What this task involves →
Report the number of lines in the data below where the string "woman" shows up, and only that number.

Material supplied →
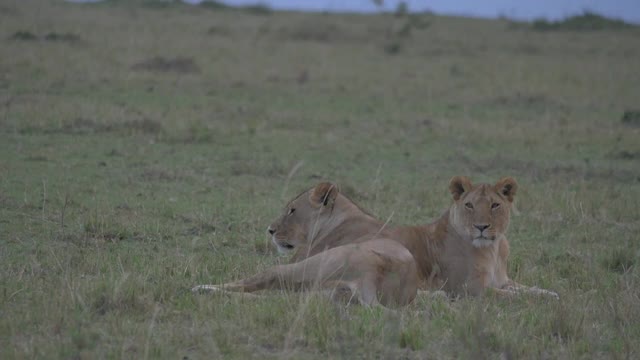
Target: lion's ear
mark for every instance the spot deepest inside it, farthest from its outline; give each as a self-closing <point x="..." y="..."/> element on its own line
<point x="508" y="187"/>
<point x="323" y="194"/>
<point x="459" y="185"/>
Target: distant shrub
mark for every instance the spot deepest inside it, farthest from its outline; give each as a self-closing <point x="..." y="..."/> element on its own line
<point x="214" y="5"/>
<point x="23" y="36"/>
<point x="631" y="117"/>
<point x="402" y="9"/>
<point x="588" y="21"/>
<point x="257" y="9"/>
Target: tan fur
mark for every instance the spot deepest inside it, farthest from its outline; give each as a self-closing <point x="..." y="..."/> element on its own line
<point x="337" y="245"/>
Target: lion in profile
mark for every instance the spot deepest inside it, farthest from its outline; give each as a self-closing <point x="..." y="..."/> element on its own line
<point x="338" y="246"/>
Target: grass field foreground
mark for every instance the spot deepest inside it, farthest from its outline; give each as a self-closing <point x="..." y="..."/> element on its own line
<point x="144" y="149"/>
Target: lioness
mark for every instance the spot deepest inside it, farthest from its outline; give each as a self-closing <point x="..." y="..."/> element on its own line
<point x="463" y="252"/>
<point x="372" y="268"/>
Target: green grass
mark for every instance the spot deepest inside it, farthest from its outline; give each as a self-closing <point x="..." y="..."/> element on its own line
<point x="123" y="185"/>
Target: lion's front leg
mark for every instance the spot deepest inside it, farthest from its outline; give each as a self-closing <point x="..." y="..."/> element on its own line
<point x="268" y="279"/>
<point x="515" y="288"/>
<point x="222" y="289"/>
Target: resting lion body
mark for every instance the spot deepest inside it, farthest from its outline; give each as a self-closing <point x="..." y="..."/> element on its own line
<point x="337" y="245"/>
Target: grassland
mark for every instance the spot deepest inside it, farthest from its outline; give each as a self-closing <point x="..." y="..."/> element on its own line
<point x="144" y="149"/>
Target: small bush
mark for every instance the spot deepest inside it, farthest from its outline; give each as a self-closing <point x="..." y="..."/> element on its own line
<point x="588" y="21"/>
<point x="631" y="117"/>
<point x="23" y="36"/>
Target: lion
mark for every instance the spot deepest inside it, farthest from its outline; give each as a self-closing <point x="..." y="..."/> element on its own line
<point x="340" y="248"/>
<point x="337" y="245"/>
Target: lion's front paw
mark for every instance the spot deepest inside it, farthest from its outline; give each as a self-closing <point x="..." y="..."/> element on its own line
<point x="205" y="288"/>
<point x="544" y="292"/>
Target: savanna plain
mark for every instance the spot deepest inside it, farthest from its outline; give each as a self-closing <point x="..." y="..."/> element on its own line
<point x="145" y="147"/>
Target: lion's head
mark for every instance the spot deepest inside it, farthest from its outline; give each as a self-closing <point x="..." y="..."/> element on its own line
<point x="303" y="217"/>
<point x="480" y="213"/>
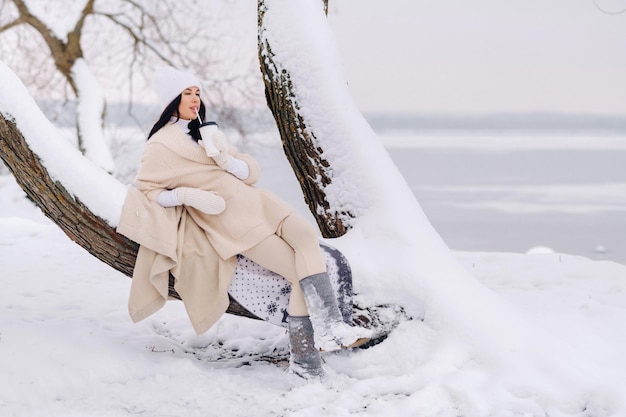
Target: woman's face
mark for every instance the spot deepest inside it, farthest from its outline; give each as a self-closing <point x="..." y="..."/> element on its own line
<point x="189" y="103"/>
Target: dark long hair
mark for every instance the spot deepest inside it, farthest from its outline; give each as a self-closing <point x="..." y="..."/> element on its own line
<point x="171" y="110"/>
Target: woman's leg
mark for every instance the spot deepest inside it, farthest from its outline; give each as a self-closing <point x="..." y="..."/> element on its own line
<point x="276" y="255"/>
<point x="302" y="237"/>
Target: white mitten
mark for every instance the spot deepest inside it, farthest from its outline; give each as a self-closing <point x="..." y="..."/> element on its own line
<point x="206" y="201"/>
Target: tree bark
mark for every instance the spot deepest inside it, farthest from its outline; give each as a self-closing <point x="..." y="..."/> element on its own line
<point x="78" y="222"/>
<point x="297" y="138"/>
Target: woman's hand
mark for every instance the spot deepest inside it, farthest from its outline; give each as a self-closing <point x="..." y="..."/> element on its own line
<point x="222" y="159"/>
<point x="208" y="202"/>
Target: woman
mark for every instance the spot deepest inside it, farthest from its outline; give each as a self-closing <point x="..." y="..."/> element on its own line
<point x="215" y="194"/>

Expected answer →
4